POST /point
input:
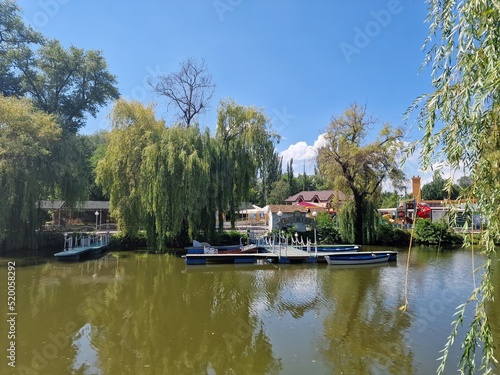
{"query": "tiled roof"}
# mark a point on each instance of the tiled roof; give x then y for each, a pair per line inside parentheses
(87, 205)
(323, 195)
(287, 208)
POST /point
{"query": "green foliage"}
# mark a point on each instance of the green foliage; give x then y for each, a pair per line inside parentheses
(388, 234)
(389, 199)
(359, 169)
(428, 232)
(171, 181)
(229, 238)
(122, 241)
(327, 229)
(69, 83)
(438, 189)
(119, 173)
(26, 141)
(279, 192)
(14, 35)
(243, 135)
(460, 120)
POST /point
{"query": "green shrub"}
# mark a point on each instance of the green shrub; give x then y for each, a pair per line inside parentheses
(119, 241)
(388, 234)
(427, 232)
(327, 229)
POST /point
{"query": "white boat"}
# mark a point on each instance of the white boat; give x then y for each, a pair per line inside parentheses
(350, 258)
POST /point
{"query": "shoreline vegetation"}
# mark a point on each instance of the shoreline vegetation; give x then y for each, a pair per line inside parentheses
(425, 233)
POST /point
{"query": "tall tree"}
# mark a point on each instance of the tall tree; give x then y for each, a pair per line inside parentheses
(358, 168)
(189, 90)
(269, 171)
(14, 34)
(27, 136)
(243, 133)
(460, 120)
(68, 83)
(292, 189)
(134, 128)
(437, 189)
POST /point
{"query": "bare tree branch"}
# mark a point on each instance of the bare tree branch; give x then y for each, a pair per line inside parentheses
(190, 89)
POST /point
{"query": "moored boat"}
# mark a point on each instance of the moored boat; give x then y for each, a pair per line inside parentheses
(352, 258)
(332, 248)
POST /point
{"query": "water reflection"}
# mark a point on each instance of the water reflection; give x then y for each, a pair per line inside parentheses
(151, 314)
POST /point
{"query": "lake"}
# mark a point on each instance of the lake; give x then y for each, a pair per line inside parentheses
(139, 313)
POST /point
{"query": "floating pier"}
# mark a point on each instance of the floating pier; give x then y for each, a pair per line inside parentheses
(274, 254)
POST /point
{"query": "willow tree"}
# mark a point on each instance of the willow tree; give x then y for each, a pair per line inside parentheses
(243, 136)
(358, 168)
(175, 178)
(460, 121)
(14, 34)
(26, 139)
(134, 128)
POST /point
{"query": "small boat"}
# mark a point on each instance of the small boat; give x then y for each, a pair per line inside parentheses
(83, 247)
(206, 248)
(332, 248)
(351, 258)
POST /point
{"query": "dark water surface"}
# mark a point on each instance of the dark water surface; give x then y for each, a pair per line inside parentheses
(136, 313)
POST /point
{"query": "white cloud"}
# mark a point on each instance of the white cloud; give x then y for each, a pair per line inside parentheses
(303, 155)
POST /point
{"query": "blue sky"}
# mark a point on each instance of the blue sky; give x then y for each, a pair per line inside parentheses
(301, 61)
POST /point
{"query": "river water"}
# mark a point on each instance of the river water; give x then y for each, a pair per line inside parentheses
(138, 313)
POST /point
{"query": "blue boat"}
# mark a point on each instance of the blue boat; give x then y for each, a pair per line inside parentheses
(360, 257)
(83, 247)
(332, 248)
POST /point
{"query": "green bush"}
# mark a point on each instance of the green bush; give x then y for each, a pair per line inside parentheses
(427, 232)
(119, 241)
(327, 229)
(388, 234)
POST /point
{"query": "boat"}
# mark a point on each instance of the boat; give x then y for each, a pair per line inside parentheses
(206, 248)
(352, 258)
(83, 247)
(332, 248)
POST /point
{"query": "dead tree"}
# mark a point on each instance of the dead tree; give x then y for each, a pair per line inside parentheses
(189, 90)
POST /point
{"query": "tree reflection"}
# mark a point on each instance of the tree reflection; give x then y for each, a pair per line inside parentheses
(170, 322)
(362, 334)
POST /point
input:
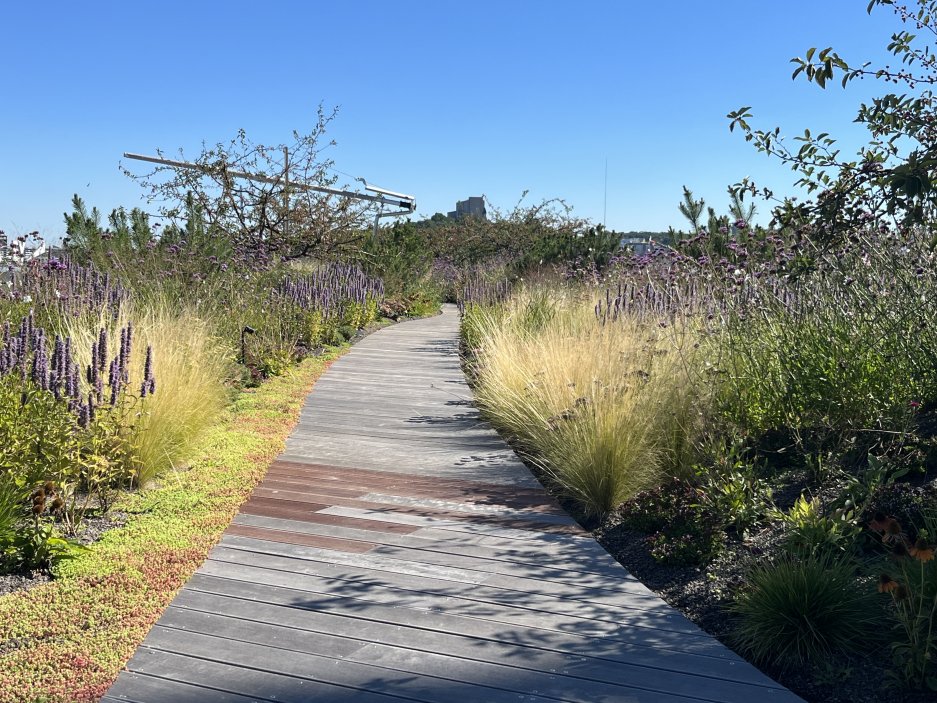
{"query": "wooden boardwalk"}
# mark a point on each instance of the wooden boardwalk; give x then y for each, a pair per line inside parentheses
(399, 551)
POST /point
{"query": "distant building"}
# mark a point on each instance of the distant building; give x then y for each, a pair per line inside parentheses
(472, 207)
(17, 252)
(639, 245)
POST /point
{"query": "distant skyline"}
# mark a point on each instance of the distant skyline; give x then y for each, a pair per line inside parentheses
(437, 99)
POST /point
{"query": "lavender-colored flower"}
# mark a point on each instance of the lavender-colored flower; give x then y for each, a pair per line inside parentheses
(102, 349)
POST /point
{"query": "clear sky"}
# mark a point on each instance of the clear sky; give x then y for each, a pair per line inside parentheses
(436, 98)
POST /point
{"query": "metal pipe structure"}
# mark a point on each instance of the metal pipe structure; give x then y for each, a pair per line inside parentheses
(407, 203)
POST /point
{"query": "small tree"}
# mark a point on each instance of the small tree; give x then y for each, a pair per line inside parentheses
(262, 220)
(894, 174)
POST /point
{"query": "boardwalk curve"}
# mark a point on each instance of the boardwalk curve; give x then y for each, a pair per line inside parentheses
(399, 551)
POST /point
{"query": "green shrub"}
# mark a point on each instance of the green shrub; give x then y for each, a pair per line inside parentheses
(802, 610)
(810, 532)
(914, 596)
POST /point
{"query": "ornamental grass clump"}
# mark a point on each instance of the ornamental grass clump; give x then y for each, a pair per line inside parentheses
(605, 410)
(175, 349)
(802, 610)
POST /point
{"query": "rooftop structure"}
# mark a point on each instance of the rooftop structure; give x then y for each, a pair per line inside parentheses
(471, 207)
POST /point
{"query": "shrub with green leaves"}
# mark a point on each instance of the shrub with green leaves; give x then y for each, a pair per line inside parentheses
(682, 527)
(811, 531)
(802, 610)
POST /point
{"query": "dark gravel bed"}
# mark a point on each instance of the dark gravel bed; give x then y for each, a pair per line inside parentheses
(702, 594)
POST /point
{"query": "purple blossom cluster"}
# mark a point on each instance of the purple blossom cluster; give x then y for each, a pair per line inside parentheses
(480, 291)
(26, 353)
(329, 289)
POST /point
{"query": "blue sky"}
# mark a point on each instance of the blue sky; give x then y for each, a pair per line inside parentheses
(440, 99)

□ □ □ □ □

Show every line of the rows above that contains the word "clear". Case counts.

**TASK SOLUTION:**
{"query": "clear sky"}
# mark a point on each instance of the clear sky; give x then y for each, a pair per line inside parentheses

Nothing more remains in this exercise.